● Source excerpt
#####

An Apology* For Avoiding Accompanying Material in the Promotion of Library Collections

By Samuel T. Barber
California State University, Fullerton

*”Mid 16th century (denoting a formal defense against an accusation): from French
apologie, or via late Latin from Greek apologia ‘a speech in one’s own defense'” – Oxford English Dictionary

Introduction – the task

This article describes an ongoing project designed to present archival library collections at Cal State Fullerton. These collections include contemporary 1970’s video recordings of speeches, addresses, marches, events, etc. made by visiting public figures to the university campus. Though eclectic, the collection is dominated by radical and activist voices emerging from underrepresented groups which reflect the politics and struggles of contemporary Orange County, Southern California, and – indeed – the wider United States. Notable speakers include Angela Davis, César Chávez, Sal Castro, Dennis Banks, Humberto Noé “Bert” Corona and Rodolfo “Corky” Gonzales. The original video recordings were digitized some years ago. However, their subsequent presentation was limited to streaming via an institutional page on the Internet Archive which few students, faculty, or even staff were actually aware of. Furthermore, no metadata records existed to support discovery from the library catalog. As a result, despite their importance, there was extremely limited institutional and student knowledge of either the existence of the recordings or of the original events themselves. A clear and fundamental task was therefore presented to us as it would to any library professional: to expose these hidden collections, representing as they do an important element of our institutional history and the history of the communities in which we work and reside.

#####

(Dataset rows on where objects appear)
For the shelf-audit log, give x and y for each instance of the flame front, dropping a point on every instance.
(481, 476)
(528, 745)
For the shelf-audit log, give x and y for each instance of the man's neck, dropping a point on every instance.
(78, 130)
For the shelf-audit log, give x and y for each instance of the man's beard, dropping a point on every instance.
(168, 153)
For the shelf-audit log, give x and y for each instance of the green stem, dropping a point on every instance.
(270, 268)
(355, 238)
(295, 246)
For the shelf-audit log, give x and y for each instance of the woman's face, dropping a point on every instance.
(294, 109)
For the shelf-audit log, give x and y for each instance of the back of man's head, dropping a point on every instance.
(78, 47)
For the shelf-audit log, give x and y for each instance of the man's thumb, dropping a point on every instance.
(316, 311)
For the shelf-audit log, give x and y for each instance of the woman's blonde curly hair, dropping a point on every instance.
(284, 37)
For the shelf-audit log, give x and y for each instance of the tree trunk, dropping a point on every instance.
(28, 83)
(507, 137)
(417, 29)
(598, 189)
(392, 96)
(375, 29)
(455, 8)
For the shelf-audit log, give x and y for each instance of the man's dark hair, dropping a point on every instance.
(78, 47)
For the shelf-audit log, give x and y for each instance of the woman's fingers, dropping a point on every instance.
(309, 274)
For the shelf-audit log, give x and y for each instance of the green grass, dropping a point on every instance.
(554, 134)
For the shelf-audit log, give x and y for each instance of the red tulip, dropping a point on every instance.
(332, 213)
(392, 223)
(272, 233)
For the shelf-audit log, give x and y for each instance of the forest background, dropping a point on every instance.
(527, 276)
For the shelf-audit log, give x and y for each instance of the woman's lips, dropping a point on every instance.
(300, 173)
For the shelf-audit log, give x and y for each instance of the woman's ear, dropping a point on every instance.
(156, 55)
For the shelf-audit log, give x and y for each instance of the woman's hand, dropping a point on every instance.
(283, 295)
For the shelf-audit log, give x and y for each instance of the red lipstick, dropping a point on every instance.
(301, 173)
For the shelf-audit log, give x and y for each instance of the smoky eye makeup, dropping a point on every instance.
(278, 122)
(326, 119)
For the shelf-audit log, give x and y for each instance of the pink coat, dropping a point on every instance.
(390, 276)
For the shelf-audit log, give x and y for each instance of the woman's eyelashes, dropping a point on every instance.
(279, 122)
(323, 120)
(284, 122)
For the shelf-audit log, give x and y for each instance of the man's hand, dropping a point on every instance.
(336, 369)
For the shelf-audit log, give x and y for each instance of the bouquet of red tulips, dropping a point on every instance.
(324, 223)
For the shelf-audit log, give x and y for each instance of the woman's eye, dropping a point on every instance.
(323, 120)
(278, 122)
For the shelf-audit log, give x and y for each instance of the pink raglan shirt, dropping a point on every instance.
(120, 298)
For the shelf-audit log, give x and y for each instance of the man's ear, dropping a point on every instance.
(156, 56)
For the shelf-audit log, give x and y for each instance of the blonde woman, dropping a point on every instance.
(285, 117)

#####

● Tasks to perform
1. In the article on the Cal State Fullerton archival recordings, how were the digitized videos presented before the project began?
2. Take the article on the Cal State Fullerton archival recordings further, picking up after its final sentence.

● Results for the exercise
1. They were streamed only via an institutional page on the Internet Archive.

2.
The collection

The first four collection items chosen for renewed presentation were, in order:

  • Angela Davis speaking on oppression and repression in the University gymnasium, 1972, just after that years’ Presidential Election (CSUF 2019).
  • Cesar Chavez speaking against California Proposition 22 and for farm worker’s rights, earlier in 1972. Señor Chavez addressed a crowd gathered outside the South entrance to the University Library (CSUF 2019b).
  • Dennis Banks, Lee Brightman and Pamela Holland promoting the struggle for American Indian rights and the fight for justice in North and South Dakota. These speeches were delivered in 1976, also outside the South entrance to the University Library (CSUF 2019c).
  • Sal Castro advocating for the value of bi-lingual education in the development of the Mexican-American child. This talk was delivered in a Cal State Fullerton classroom in 1973 (CSUF 2019d).

The selection rationale was two-fold. First, to encourage our students to understand that, although their University might be young (founded in 1957), it possesses rich, vibrant and important history. Accordingly, the Library might play an important role in cultivating institutional pride (Titan Pride, as it is referred to locally). Second, by selecting and promoting radical voices emerging from underrepresented groups, we are simply and justly representing the diversity of our student population. To do anything less should be anathema to any library professional, of course.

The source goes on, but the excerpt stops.